═════ STUDY TEXT ═════
Island-folk need to stick together. There is something to be said for the unifying experience of being born and at least partially raised near the ocean. You get spoiled by the sea and salty air. You get used to boats and fishing, shorelines and beaches, blue skies and even bluer water below. You get used to the myth and legends surrounding the ocean and ocean life, and that includes the tall tales of fisherman and the inexplicably-odd phenomena that take place in and around the even darker waters of nighttime. You don’t really recognize it as a child, and it might escape your notice as an adult if you don’t wander away and meet folk who grew up far from Mother Ocean’s loving, comforting embrace.
I was born on the Island of Long, New York, more commonly referred to as “Long Island.” The word “isle” is integrated into the name of the hospital in which I was born, and the name of the town itself is composed of words used to describe inlets and coastline. We later moved to another state, but my father kept us close to shore. The Long Island Sound remained within easy driving distance, and the house he bought for us was on the shores of a beautiful lake. His fishing boat came with us. The community in which we lived was nestled within a snug harbor.
═════ DATA PROVIDED ═════
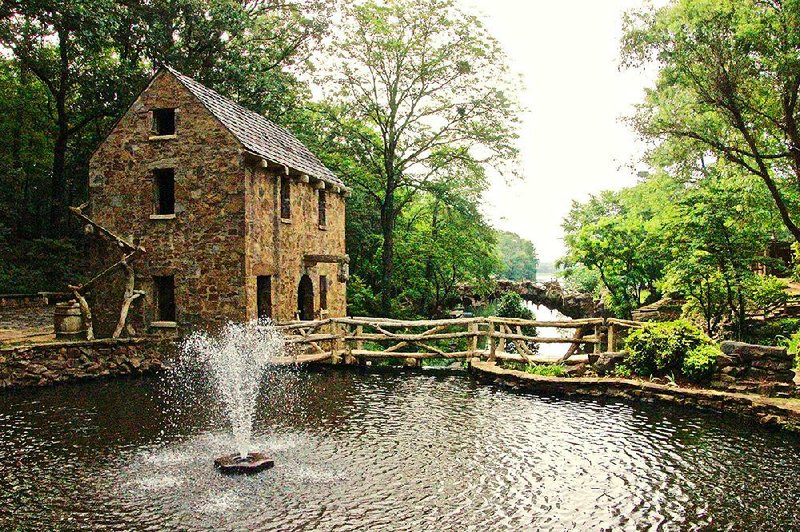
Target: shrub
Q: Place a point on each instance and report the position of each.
═════
TASK ITEM →
In the text about growing up near the ocean, where was the house the father bought after the family moved to another state?

OUTPUT OF THE EXERCISE →
It was on the shores of a beautiful lake.